## EXERCISE INPUT
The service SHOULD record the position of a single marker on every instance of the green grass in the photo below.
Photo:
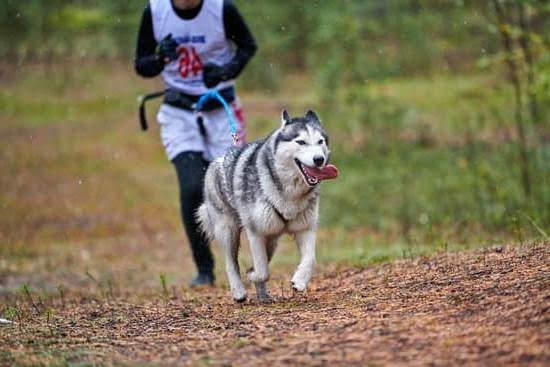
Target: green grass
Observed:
(423, 165)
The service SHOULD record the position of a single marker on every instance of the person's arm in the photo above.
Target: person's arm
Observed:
(147, 63)
(238, 32)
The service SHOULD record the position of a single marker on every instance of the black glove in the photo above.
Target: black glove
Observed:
(212, 74)
(167, 49)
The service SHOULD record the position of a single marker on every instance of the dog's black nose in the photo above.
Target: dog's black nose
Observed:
(318, 160)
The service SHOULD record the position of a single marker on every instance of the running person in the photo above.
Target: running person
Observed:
(197, 45)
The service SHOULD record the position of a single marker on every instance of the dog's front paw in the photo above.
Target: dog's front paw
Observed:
(257, 276)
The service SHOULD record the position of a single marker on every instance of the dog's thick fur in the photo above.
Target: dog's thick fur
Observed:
(262, 187)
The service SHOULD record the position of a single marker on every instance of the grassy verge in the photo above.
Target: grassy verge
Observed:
(419, 169)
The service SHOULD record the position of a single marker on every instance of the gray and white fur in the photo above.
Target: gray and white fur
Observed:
(263, 189)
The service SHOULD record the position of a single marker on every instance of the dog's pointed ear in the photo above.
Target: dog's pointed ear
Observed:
(312, 116)
(285, 118)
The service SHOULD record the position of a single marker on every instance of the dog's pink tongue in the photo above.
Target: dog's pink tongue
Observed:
(326, 173)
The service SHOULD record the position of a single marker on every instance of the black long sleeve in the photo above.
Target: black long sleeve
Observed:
(148, 64)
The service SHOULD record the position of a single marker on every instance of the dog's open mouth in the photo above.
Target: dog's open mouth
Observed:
(313, 175)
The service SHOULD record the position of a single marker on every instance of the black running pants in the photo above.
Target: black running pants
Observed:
(191, 168)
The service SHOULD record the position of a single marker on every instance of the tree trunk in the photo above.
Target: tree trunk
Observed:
(515, 79)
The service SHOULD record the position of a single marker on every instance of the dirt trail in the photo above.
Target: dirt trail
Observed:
(485, 307)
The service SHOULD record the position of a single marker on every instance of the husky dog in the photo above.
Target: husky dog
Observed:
(268, 187)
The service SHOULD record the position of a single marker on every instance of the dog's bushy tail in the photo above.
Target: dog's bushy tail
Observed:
(205, 222)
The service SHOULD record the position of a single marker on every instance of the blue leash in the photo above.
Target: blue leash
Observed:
(214, 94)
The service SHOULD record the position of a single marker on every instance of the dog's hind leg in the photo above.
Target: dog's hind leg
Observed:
(271, 247)
(230, 242)
(306, 244)
(260, 273)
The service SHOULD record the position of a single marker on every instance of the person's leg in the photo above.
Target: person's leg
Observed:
(190, 168)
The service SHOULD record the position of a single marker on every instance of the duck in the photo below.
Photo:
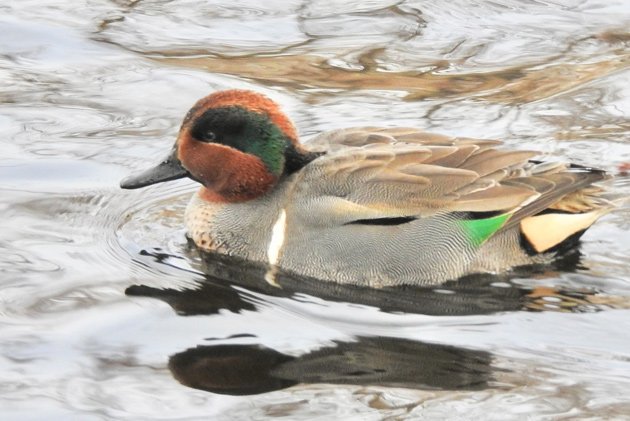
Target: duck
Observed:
(369, 206)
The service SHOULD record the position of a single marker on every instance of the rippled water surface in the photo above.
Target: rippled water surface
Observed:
(107, 312)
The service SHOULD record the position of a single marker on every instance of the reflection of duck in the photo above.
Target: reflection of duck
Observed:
(390, 362)
(370, 206)
(479, 294)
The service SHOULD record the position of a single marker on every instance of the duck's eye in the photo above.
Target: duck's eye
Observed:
(208, 136)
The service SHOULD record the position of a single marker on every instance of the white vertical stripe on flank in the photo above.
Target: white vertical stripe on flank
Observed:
(275, 245)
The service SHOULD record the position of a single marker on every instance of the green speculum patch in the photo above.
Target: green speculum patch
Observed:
(479, 230)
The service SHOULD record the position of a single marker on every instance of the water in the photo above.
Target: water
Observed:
(92, 90)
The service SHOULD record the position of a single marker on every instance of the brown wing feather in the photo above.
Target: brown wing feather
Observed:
(408, 171)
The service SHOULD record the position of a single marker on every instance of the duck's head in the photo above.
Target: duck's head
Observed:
(236, 143)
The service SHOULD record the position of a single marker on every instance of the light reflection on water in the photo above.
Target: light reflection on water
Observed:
(92, 91)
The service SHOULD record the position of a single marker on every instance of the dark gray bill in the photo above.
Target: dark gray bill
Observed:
(169, 169)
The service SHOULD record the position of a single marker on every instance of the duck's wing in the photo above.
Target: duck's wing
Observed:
(389, 176)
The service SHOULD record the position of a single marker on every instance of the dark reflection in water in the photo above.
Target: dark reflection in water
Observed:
(393, 362)
(472, 295)
(382, 361)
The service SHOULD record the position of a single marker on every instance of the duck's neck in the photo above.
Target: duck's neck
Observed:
(249, 178)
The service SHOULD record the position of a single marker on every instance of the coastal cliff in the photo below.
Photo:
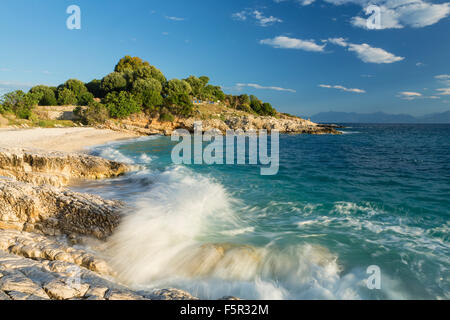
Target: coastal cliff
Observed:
(44, 228)
(145, 125)
(55, 168)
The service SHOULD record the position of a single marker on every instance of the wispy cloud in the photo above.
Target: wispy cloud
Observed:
(366, 52)
(443, 91)
(283, 42)
(259, 17)
(409, 95)
(257, 86)
(342, 88)
(172, 18)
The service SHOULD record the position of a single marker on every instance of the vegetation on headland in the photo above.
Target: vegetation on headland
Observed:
(134, 86)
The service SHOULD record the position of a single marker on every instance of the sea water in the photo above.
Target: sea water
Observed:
(378, 195)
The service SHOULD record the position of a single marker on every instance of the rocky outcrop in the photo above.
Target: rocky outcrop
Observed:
(144, 125)
(53, 211)
(33, 267)
(55, 168)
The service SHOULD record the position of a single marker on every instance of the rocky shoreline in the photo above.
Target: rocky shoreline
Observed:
(44, 226)
(144, 125)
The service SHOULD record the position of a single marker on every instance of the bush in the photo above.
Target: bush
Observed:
(94, 87)
(93, 114)
(20, 104)
(115, 81)
(166, 116)
(130, 63)
(121, 104)
(142, 85)
(48, 95)
(76, 86)
(213, 93)
(66, 97)
(85, 99)
(176, 87)
(267, 110)
(180, 104)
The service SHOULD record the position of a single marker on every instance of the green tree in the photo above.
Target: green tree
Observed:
(213, 93)
(176, 87)
(179, 104)
(66, 97)
(244, 99)
(255, 104)
(76, 86)
(130, 63)
(142, 85)
(267, 110)
(94, 87)
(149, 72)
(93, 114)
(121, 104)
(196, 84)
(85, 99)
(204, 80)
(114, 81)
(20, 104)
(48, 95)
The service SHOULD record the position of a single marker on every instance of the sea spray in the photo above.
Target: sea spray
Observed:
(174, 237)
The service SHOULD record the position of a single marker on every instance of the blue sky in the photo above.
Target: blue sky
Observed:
(303, 56)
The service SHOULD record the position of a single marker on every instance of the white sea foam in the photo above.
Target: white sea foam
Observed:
(174, 237)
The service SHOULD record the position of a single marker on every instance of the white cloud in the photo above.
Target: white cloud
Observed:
(283, 42)
(338, 41)
(339, 87)
(365, 52)
(261, 20)
(443, 91)
(174, 18)
(443, 78)
(370, 54)
(257, 86)
(401, 13)
(409, 95)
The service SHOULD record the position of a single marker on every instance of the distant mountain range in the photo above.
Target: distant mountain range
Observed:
(379, 117)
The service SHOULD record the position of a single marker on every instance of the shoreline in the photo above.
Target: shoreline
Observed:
(60, 139)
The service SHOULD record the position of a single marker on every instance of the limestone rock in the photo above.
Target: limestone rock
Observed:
(55, 168)
(53, 211)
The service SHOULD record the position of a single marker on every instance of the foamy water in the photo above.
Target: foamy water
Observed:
(220, 231)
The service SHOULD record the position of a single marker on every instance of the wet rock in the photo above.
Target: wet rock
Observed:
(55, 168)
(53, 211)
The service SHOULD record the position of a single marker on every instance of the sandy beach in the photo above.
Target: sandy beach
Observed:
(59, 139)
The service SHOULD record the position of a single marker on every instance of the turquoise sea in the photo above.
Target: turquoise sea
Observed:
(376, 195)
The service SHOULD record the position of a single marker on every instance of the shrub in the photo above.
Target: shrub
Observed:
(76, 86)
(94, 87)
(66, 97)
(142, 85)
(20, 104)
(93, 114)
(85, 99)
(121, 104)
(130, 63)
(166, 116)
(176, 86)
(180, 104)
(115, 81)
(48, 95)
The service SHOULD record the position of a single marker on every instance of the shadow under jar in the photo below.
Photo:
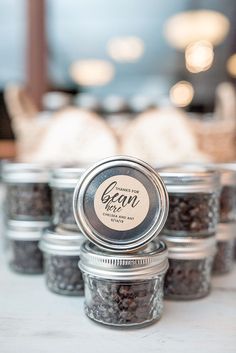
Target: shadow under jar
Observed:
(193, 202)
(224, 258)
(61, 252)
(28, 195)
(62, 183)
(190, 267)
(124, 290)
(24, 255)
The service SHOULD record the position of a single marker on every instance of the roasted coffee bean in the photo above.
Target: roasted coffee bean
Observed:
(228, 204)
(123, 303)
(25, 256)
(62, 200)
(29, 201)
(224, 258)
(63, 275)
(192, 213)
(188, 279)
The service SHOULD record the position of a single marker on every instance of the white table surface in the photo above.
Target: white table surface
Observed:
(34, 320)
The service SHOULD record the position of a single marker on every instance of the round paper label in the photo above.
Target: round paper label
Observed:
(121, 202)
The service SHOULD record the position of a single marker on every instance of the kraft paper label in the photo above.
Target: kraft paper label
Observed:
(121, 202)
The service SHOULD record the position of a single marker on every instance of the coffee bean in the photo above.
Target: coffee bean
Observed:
(123, 304)
(188, 279)
(28, 201)
(228, 204)
(63, 275)
(25, 256)
(224, 258)
(192, 214)
(62, 200)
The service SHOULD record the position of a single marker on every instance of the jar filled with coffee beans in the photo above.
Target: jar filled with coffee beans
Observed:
(228, 192)
(61, 253)
(190, 267)
(224, 258)
(62, 183)
(28, 195)
(23, 237)
(193, 201)
(124, 289)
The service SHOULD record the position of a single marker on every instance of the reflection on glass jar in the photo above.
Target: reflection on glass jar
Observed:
(28, 195)
(124, 289)
(24, 255)
(61, 250)
(63, 182)
(189, 273)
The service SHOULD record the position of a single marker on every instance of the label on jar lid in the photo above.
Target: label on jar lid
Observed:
(120, 204)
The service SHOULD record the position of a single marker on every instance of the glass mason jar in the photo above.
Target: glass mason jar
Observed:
(28, 195)
(24, 255)
(62, 183)
(190, 267)
(224, 258)
(228, 192)
(61, 252)
(193, 202)
(124, 289)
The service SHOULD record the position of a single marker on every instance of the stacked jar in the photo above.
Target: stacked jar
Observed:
(224, 258)
(190, 230)
(121, 205)
(28, 212)
(61, 243)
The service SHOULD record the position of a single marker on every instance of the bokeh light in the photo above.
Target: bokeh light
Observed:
(191, 26)
(199, 56)
(125, 49)
(92, 72)
(181, 94)
(231, 65)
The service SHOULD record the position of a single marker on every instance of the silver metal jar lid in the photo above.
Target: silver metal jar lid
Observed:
(56, 241)
(225, 231)
(26, 230)
(148, 263)
(65, 177)
(120, 203)
(24, 173)
(190, 179)
(188, 248)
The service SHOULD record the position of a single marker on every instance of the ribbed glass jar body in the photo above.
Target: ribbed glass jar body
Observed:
(28, 201)
(25, 256)
(63, 275)
(188, 279)
(192, 214)
(62, 201)
(123, 303)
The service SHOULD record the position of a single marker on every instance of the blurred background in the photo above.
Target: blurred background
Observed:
(82, 80)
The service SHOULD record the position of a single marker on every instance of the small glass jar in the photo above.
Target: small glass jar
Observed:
(224, 258)
(124, 289)
(28, 196)
(190, 266)
(193, 202)
(24, 255)
(61, 252)
(63, 182)
(228, 192)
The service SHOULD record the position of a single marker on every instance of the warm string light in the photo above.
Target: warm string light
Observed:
(125, 49)
(191, 26)
(199, 56)
(92, 72)
(231, 65)
(181, 94)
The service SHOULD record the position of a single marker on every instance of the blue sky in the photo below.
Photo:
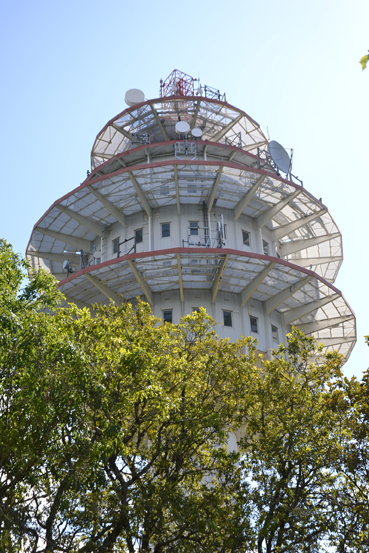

## ABOUT THIS EXERCISE
Using the word "coastal" as the filter, copy each matching line from the material.

## RESPONSE AREA
The service SHOULD record the position of a single marker on every instance of the coastal cliff in the photo below.
Target: coastal cliff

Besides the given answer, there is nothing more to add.